Go to the line below that has "point | one marker per instance of the dark tree", print it and each line after it exactly, and stop after the line that has "point | one marker per instance of the foreground"; leave out pictures.
*** Opening of DATASET RECORDS ***
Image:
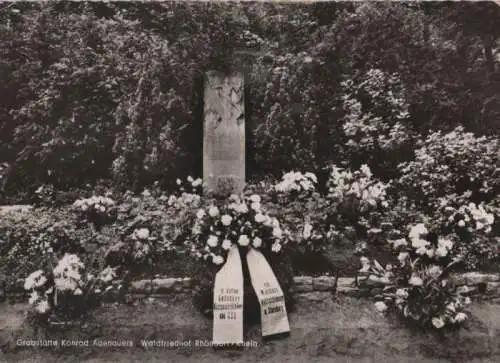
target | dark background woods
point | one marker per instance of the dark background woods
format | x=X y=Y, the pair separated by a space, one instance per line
x=111 y=91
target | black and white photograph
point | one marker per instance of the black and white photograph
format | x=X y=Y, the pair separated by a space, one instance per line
x=250 y=181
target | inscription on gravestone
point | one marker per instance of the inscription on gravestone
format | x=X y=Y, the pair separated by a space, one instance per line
x=224 y=133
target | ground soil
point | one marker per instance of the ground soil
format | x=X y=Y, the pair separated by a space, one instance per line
x=324 y=328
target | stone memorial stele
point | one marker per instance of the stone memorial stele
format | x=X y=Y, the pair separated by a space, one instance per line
x=224 y=133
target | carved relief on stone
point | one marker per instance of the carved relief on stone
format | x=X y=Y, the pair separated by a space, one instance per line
x=224 y=133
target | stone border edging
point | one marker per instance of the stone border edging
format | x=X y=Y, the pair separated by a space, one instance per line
x=470 y=284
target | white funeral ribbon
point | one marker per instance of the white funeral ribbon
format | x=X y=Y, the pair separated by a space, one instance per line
x=228 y=302
x=273 y=315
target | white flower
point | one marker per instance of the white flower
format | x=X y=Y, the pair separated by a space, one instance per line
x=398 y=242
x=415 y=281
x=306 y=233
x=276 y=247
x=226 y=219
x=418 y=243
x=241 y=208
x=445 y=243
x=380 y=306
x=438 y=323
x=243 y=240
x=33 y=297
x=259 y=218
x=212 y=241
x=255 y=206
x=226 y=244
x=257 y=242
x=402 y=293
x=218 y=260
x=197 y=182
x=213 y=211
x=107 y=274
x=200 y=214
x=255 y=198
x=441 y=252
x=141 y=233
x=460 y=317
x=35 y=279
x=402 y=256
x=277 y=232
x=43 y=306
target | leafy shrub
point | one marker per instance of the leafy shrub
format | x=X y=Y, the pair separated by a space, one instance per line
x=376 y=122
x=454 y=163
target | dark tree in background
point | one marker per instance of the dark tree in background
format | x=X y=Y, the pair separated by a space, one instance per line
x=94 y=91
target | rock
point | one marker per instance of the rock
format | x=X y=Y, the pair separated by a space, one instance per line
x=324 y=283
x=303 y=283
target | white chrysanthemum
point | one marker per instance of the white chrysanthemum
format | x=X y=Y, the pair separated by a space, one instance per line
x=417 y=230
x=255 y=206
x=200 y=214
x=226 y=220
x=213 y=211
x=438 y=322
x=441 y=252
x=445 y=243
x=243 y=240
x=226 y=244
x=197 y=182
x=419 y=243
x=460 y=317
x=277 y=232
x=218 y=260
x=255 y=198
x=260 y=218
x=380 y=306
x=43 y=306
x=402 y=293
x=212 y=241
x=276 y=247
x=141 y=233
x=306 y=233
x=33 y=297
x=415 y=281
x=108 y=274
x=35 y=279
x=257 y=242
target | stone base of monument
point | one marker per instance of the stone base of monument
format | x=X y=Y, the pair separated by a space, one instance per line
x=203 y=278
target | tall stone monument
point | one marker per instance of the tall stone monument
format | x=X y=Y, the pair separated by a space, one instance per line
x=224 y=133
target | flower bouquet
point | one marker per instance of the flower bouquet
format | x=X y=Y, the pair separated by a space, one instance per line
x=243 y=223
x=69 y=290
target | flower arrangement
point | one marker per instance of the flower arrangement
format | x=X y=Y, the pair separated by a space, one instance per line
x=296 y=181
x=240 y=221
x=69 y=290
x=98 y=210
x=417 y=285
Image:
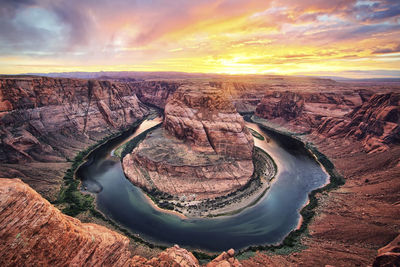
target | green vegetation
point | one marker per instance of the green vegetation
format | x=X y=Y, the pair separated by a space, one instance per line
x=74 y=202
x=256 y=134
x=292 y=242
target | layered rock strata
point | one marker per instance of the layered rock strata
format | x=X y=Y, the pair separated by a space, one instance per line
x=34 y=233
x=375 y=121
x=389 y=255
x=45 y=122
x=202 y=151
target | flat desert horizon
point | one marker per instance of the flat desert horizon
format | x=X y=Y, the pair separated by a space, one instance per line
x=200 y=133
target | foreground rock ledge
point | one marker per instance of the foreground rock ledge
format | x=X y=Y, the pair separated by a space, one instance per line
x=34 y=233
x=202 y=151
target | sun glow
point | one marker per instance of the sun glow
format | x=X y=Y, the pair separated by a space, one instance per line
x=241 y=37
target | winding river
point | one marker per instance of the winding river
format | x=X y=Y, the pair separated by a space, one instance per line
x=267 y=222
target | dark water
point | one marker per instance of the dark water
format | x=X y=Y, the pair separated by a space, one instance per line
x=267 y=222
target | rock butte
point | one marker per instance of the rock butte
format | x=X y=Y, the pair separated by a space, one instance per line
x=42 y=125
x=202 y=151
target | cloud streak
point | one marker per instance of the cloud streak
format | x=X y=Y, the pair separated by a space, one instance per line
x=234 y=36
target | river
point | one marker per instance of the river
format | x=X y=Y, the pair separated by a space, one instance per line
x=267 y=222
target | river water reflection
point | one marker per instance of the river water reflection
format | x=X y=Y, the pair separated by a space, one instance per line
x=267 y=222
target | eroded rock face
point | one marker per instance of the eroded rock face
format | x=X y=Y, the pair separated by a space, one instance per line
x=44 y=122
x=154 y=93
x=389 y=255
x=202 y=151
x=41 y=115
x=374 y=120
x=203 y=116
x=34 y=233
x=289 y=106
x=376 y=123
x=225 y=259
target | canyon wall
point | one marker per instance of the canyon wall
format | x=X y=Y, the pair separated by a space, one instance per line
x=45 y=122
x=154 y=93
x=34 y=233
x=372 y=120
x=203 y=150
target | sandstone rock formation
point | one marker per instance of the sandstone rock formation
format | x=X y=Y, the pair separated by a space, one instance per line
x=389 y=255
x=34 y=233
x=174 y=256
x=203 y=150
x=288 y=107
x=225 y=259
x=45 y=122
x=203 y=116
x=154 y=93
x=375 y=120
x=376 y=123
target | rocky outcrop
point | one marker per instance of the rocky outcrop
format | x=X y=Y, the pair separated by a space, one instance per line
x=376 y=123
x=39 y=115
x=45 y=122
x=204 y=117
x=174 y=256
x=154 y=93
x=225 y=259
x=288 y=107
x=203 y=150
x=34 y=233
x=389 y=255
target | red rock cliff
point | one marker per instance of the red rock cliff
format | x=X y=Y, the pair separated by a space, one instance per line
x=203 y=151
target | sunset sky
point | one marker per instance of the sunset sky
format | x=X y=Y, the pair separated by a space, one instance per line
x=359 y=39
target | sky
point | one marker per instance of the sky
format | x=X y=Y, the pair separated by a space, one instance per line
x=348 y=38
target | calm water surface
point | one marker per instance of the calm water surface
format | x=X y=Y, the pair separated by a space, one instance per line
x=267 y=222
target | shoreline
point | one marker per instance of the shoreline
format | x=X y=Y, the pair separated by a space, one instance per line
x=235 y=202
x=291 y=242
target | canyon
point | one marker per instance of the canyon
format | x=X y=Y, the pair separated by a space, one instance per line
x=45 y=122
x=202 y=151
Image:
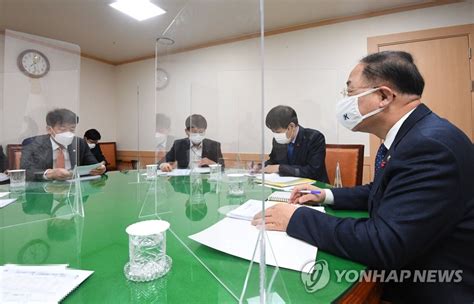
*** Close of DATASET RECORDS ***
### RESPONSE BELOW
point | one marker per instance of the dark tree in background
format | x=X y=Y, the pair separated by a space, one instance per line
x=94 y=91
target | rock
point | one marker per instance of the rock
format | x=X y=Y, the pair separated by a space, one instance per line
x=324 y=283
x=303 y=283
target | white chrysanthemum
point | one marker per instance of the white chrysanthemum
format | x=X y=Y, the pair separated by a space, one instance per line
x=417 y=230
x=255 y=206
x=200 y=214
x=226 y=220
x=213 y=211
x=438 y=322
x=441 y=252
x=445 y=243
x=243 y=240
x=226 y=244
x=197 y=182
x=419 y=243
x=460 y=317
x=277 y=232
x=218 y=260
x=255 y=198
x=260 y=218
x=380 y=306
x=43 y=306
x=402 y=293
x=212 y=241
x=276 y=247
x=141 y=233
x=306 y=233
x=33 y=297
x=415 y=281
x=108 y=274
x=35 y=279
x=257 y=242
target | stone base of monument
point | one marker per instance of the stone base of monument
format | x=X y=Y, the pair separated by a space, one instance per line
x=203 y=278
target | tall stone monument
point | one marker per instance of the tall stone monument
format | x=X y=Y, the pair separated by a space, one instance per line
x=224 y=133
target | flower bouquet
point | one marker per instance of the flower bouquet
format | x=X y=Y, the pair separated by a space, one instance per line
x=243 y=223
x=69 y=290
target | flower arrangement
point | one marker per instance of the flower arrangement
format | x=X y=Y, the pair separated by a space, one instance per line
x=296 y=181
x=240 y=221
x=69 y=290
x=98 y=210
x=417 y=285
Image:
target | green vegetation
point | one marker per instance of the green vegetation
format | x=X y=Y, the pair separated by a space, one instance per line
x=74 y=202
x=256 y=134
x=292 y=242
target | layered rock strata
point | one marker per instance of the layered rock strata
format | x=X y=Y, the pair separated by a space, one instance per line
x=34 y=233
x=375 y=121
x=389 y=255
x=45 y=122
x=202 y=151
target | flat desert horizon
point | one marker per instance of the flat desert horizon
format | x=X y=Y, the pair separated by a space, one instance per line
x=200 y=133
target | foreground rock ledge
point | one marker per instance of the foreground rock ledge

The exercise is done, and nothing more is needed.